+++ STUDY TEXT +++

Line drills require no setup and are easy to learn, making them great for beginners. While each drill varies slightly, the motion is always rapid movement across a line. In forward and backward line hops, players rapidly jump both feet over the line in a forward and backward motion. Side-to-side line hops, also known as ski drill, are performed the same way except the movement is side to side over the line. For X hops, players straddle the line and hop their feet across so their legs cross, then hop back out. Muhammad Ali line shuffles are performed by standing behind a line, then quickly stepping across the line with one foot, then the other, then back across with each foot. In each drill, the movement is repeated as quickly as possible while maintaining accuracy.

Cone Drills

Cone drills are an excellent way to improve agility. In our basketball clinics, we use cones to target bursts of speed and quick direction changes. Cone drills are helpful for working on a variety of movements, such as sprinting, backpedaling, and defensive slides.

Ladder Drills

A speed ladder is another great tool for working on agility. If you don't have a ladder, you can tape an area of the floor off to resemble a ladder. Rapid movements through the ladder can help improve speed, coordination, and body awareness. Just like line drills, ladder drills should be completed as quickly as possible while maintaining the accuracy of foot placement.

Agility can also be targeted in drills that combine the speed ladder and cones. An example would be to do hopscotch through the ladder, then sprint to the first cone at half court and move straight into W drill by alternately sprinting and backpedaling between the remaining cones. Incorporating a variety of agility drills prepares players with the speed and coordination to respond quickly and successfully to any of their opponent's moves.

Integrating agility drills into basketball skills training sessions is critical for overall player development. We emphasize the importance of agility in our basketball clinics and camps, but it's something that must be worked on consistently. We hope these drills are helpful in continuing your training at home, in the off-season, or during team practices.

+++ SOURCE DATA +++

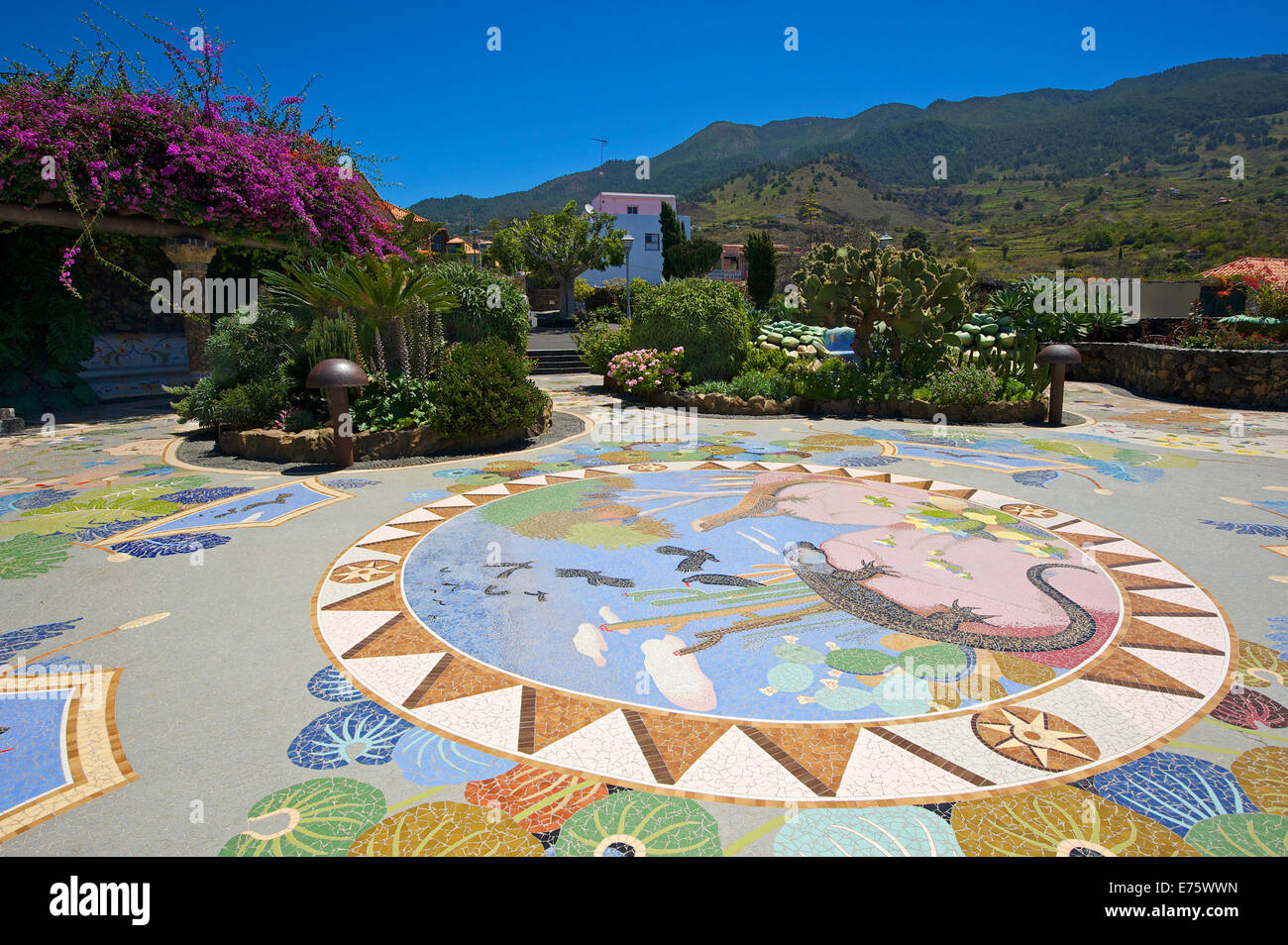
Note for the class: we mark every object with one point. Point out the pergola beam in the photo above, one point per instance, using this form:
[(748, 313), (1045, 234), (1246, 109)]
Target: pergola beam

+++

- _WHAT YOU HAVE TO DO_: Reproduce word for word the part of the agility drills passage that opens with the words containing "Cone drills are an" and closes with "and defensive slides.". You can set the material aside.

- _OUTPUT OF THE EXERCISE_:
Cone drills are an excellent way to improve agility. In our basketball clinics, we use cones to target bursts of speed and quick direction changes. Cone drills are helpful for working on a variety of movements, such as sprinting, backpedaling, and defensive slides.